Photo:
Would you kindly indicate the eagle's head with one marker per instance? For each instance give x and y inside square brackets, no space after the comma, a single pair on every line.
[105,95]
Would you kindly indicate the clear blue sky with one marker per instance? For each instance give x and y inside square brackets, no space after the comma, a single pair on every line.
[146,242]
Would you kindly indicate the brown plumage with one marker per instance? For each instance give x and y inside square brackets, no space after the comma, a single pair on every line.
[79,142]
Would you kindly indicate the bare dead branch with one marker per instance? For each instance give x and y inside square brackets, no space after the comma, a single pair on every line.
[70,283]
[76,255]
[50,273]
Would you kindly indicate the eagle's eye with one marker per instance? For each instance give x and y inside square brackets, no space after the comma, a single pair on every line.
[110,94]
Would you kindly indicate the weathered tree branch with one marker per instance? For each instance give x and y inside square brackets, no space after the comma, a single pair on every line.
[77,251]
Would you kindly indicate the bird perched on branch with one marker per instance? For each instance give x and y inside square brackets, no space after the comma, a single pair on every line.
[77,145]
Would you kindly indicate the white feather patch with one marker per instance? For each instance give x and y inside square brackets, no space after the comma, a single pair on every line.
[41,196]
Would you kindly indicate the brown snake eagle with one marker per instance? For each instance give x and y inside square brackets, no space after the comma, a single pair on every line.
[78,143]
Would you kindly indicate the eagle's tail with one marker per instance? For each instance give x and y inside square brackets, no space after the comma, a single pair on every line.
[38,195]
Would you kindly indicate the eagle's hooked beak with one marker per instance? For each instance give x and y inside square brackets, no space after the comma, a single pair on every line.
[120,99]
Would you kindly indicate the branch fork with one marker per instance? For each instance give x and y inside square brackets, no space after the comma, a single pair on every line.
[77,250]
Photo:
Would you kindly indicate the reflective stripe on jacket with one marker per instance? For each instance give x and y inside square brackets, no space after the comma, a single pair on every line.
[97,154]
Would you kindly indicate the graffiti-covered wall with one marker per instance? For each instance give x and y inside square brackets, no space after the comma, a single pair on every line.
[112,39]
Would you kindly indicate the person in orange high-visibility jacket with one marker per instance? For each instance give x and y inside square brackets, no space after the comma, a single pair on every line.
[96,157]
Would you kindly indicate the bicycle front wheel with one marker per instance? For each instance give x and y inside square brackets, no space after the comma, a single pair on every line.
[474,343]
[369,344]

■ **What to produce**: Copy the lines of the listing above without any change, starting at the line that contains "Would you kindly indicate the bird" and ending with the final line of the listing.

■ **Complete output**:
Would you kindly indicate the bird perched on branch with one marker per instance? For each instance give x and y inside square brackets, no space after the comma, a single pair on every line.
[77,145]
Would you kindly indicate the white feather patch with one marker per instance? For each instance give x and y inside square brackets, no space after the comma, a single pair on every line.
[41,196]
Would you kindly indicate the brown snake eagle with one marker per instance? For each instance give x and y inside square brackets, no space after the comma, a single pair on every line.
[78,143]
Would you kindly indicate the eagle's tail with one marker per instance? For each instance give x and y inside square brackets, no space after the comma, a single pair on every line.
[38,195]
Would you kindly indicate the eagle's hooked beak with one marker per instance? For each instance give x and y inside square brackets, no space after the comma, a single pair on every line.
[120,99]
Would you kindly indicate the branch fork with one marker per instance? For each instance give x and y inside square brackets, no space after the comma, a single pair on every line.
[77,250]
Photo:
Would you kindly indicate the reflective stripe on jacket with one marker per instance? For each instance give x and y inside square brackets, no space after the comma, a single pair on every line.
[97,154]
Would you kindly indicate the graffiti-covered wall with one marker per instance? For each instance give x and y inside square brackets, no space after the comma, a single pair on every line.
[112,39]
Would you kindly indicate the person in orange high-visibility jacket with one marker per instance? For each instance give x and y inside square brackets, no space after the comma, a single pair on every line.
[96,157]
Would you kindly indicate the bicycle front wheel with one marker per instance? For each instance give x and y inside square brackets, no space after the comma, a single pair on every line.
[474,343]
[369,344]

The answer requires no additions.